• [DATA PROVIDED]
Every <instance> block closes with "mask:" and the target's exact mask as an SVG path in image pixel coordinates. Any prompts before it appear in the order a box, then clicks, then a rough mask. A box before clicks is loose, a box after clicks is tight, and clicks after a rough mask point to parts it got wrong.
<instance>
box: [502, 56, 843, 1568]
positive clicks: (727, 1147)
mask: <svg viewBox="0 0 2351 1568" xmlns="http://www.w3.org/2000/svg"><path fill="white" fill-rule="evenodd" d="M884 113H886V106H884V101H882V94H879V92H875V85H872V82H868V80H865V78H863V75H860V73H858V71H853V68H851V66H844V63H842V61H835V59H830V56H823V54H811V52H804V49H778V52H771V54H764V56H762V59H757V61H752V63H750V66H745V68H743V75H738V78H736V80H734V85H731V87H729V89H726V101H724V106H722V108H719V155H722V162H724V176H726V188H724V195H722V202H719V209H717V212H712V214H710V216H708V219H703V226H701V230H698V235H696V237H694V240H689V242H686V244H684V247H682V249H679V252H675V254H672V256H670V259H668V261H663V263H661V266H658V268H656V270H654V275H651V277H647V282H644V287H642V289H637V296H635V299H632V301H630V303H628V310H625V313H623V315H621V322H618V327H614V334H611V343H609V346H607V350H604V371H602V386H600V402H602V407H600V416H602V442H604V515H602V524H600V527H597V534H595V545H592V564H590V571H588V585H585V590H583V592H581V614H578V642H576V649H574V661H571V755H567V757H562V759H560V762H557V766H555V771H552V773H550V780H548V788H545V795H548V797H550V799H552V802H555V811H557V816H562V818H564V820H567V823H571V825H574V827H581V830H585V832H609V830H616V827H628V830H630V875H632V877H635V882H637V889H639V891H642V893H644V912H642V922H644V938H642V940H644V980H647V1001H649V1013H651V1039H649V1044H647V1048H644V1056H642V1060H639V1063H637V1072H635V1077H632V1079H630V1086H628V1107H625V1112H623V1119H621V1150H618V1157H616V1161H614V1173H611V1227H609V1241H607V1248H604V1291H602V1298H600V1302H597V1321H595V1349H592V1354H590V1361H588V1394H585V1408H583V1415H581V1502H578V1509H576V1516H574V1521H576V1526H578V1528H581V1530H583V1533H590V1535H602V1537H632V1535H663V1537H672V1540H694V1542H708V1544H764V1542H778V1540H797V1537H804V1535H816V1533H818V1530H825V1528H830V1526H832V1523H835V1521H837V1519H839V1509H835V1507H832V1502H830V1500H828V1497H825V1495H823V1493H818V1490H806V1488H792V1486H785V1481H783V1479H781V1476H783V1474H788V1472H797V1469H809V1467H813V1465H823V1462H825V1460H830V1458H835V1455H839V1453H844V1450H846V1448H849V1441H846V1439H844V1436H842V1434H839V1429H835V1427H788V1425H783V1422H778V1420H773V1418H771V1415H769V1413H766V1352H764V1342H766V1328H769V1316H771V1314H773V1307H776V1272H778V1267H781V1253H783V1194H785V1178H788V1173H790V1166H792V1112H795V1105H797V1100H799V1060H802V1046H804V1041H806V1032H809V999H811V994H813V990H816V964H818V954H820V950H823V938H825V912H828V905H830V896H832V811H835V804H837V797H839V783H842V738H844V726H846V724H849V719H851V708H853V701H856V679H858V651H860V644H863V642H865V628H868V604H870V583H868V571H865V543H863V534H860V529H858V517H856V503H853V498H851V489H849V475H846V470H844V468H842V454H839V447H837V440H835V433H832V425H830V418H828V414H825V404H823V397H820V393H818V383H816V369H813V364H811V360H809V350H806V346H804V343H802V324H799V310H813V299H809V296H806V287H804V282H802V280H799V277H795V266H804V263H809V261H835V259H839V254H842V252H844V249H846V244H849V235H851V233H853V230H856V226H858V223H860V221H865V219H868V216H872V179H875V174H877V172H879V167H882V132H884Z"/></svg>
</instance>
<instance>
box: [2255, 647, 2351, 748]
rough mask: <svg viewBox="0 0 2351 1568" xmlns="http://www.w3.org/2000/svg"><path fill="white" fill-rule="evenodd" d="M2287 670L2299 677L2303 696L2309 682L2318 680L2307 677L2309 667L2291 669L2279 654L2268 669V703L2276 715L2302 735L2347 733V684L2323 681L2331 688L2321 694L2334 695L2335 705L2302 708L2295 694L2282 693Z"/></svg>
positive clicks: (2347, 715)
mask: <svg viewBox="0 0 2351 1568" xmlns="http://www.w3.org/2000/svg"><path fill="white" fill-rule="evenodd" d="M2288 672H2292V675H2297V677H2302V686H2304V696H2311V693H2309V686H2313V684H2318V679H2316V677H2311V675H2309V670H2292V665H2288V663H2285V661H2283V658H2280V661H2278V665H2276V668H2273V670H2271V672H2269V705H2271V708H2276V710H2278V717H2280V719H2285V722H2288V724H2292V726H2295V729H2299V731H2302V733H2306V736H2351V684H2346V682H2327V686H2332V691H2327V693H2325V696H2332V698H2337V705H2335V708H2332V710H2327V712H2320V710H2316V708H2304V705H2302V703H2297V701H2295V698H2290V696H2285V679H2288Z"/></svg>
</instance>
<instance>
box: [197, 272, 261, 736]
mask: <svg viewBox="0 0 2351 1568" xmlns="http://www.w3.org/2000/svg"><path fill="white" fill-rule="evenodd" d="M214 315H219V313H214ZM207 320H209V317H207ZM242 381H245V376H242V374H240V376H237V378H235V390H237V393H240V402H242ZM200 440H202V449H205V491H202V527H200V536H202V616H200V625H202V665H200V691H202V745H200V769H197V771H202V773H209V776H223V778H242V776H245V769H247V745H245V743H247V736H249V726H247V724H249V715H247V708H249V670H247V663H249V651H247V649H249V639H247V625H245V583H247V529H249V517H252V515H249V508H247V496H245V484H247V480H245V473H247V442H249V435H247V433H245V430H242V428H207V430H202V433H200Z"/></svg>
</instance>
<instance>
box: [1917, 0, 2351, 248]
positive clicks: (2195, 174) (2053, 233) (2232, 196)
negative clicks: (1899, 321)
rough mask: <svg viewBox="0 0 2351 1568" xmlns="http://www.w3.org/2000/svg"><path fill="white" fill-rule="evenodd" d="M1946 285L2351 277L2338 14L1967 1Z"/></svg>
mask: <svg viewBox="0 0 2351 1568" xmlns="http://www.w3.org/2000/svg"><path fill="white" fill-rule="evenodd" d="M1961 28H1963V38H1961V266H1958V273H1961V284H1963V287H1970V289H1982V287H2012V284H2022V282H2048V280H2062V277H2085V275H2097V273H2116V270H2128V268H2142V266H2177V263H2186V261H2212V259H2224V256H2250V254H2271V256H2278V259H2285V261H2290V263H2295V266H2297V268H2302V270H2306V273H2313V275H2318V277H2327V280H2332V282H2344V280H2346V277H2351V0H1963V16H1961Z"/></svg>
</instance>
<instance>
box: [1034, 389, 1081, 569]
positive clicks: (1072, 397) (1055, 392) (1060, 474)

• [TASK DESCRIPTION]
The range runs from the line with "box: [2255, 647, 2351, 748]" up to and including the line with "670L2299 677L2303 696L2309" in the listing above; please write out exactly those lines and nothing more.

• [SOLUTION]
box: [2255, 647, 2351, 748]
rough mask: <svg viewBox="0 0 2351 1568" xmlns="http://www.w3.org/2000/svg"><path fill="white" fill-rule="evenodd" d="M2287 670L2299 677L2303 696L2309 682L2318 680L2307 677L2309 667L2291 669L2279 654L2268 669V703L2276 715L2302 735L2347 733V684L2323 681L2331 688L2321 694L2334 695L2335 705L2302 708L2295 694L2282 693Z"/></svg>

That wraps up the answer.